Given records:
========

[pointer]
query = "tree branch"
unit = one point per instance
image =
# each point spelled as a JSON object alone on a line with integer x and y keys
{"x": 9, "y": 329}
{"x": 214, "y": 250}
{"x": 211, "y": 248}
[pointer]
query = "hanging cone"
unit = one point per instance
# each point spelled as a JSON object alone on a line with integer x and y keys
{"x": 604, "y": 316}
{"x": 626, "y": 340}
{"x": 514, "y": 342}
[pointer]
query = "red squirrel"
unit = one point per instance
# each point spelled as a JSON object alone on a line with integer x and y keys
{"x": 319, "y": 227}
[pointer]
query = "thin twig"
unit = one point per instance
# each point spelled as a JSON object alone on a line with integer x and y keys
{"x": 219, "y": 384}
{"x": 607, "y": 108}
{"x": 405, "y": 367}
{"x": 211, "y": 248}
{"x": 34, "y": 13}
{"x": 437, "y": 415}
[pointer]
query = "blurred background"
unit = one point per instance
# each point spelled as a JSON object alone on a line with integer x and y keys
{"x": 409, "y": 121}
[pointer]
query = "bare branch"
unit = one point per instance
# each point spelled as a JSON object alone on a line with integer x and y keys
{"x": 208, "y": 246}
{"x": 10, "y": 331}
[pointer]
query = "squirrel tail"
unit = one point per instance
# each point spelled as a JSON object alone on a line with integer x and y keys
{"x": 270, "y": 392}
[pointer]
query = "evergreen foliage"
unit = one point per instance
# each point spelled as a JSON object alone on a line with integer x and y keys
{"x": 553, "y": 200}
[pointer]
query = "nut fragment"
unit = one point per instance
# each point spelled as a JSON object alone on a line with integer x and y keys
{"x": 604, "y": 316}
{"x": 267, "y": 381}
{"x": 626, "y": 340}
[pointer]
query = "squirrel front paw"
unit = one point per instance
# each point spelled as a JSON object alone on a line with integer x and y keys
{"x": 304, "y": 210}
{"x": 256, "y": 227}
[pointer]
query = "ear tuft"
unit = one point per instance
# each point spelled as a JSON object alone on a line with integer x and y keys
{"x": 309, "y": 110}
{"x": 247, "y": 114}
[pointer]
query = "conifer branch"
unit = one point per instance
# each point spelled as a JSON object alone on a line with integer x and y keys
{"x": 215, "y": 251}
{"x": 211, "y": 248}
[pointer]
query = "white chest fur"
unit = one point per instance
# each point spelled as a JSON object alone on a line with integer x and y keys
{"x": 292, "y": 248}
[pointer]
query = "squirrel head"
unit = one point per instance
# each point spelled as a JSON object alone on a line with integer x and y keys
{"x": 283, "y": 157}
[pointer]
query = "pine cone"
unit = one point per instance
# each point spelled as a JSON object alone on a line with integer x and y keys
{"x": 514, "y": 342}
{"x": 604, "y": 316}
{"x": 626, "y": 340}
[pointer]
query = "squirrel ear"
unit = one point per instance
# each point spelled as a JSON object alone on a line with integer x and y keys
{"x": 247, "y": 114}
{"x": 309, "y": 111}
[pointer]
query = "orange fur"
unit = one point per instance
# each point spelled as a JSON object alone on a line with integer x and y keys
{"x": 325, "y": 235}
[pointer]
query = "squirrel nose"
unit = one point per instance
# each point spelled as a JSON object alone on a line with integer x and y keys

========

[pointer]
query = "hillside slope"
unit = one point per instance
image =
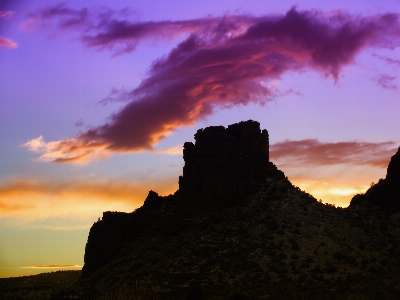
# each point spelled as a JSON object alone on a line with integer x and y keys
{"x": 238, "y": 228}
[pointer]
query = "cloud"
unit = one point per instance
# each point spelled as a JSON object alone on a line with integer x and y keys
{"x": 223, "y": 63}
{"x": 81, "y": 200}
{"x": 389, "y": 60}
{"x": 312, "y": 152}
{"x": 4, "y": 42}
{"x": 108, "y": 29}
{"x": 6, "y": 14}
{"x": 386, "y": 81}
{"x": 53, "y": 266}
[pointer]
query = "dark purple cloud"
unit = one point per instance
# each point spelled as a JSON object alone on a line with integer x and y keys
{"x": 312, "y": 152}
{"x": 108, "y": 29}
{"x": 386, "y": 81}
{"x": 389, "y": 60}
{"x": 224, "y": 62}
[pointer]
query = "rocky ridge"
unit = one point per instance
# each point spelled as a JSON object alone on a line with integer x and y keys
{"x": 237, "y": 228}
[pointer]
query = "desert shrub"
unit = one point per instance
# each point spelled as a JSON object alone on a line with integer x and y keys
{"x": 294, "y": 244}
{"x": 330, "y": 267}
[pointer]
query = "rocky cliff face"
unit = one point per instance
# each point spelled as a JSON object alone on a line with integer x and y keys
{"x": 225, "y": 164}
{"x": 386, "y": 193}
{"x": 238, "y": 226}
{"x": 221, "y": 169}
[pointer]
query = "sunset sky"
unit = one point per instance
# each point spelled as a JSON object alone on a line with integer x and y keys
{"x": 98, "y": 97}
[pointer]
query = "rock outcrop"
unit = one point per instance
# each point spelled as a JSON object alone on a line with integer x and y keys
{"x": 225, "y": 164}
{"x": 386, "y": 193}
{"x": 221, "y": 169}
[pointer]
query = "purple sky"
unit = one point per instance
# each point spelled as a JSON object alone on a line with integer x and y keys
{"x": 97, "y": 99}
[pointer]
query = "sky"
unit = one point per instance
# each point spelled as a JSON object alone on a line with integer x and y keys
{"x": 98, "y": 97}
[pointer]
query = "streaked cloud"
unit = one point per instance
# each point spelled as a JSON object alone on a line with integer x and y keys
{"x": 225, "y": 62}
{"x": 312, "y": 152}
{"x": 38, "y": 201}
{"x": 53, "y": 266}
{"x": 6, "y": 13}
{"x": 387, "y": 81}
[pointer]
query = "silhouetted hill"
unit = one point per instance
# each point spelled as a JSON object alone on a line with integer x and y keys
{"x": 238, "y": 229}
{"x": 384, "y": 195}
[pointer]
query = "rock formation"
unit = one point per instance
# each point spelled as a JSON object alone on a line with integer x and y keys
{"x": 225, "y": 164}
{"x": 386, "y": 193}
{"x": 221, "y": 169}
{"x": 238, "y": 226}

========

Instructions for the task:
Could you collect and copy every line above that contains the word "purple"? Case counts.

Written response:
query = "dark purple cloud"
query = "purple sky"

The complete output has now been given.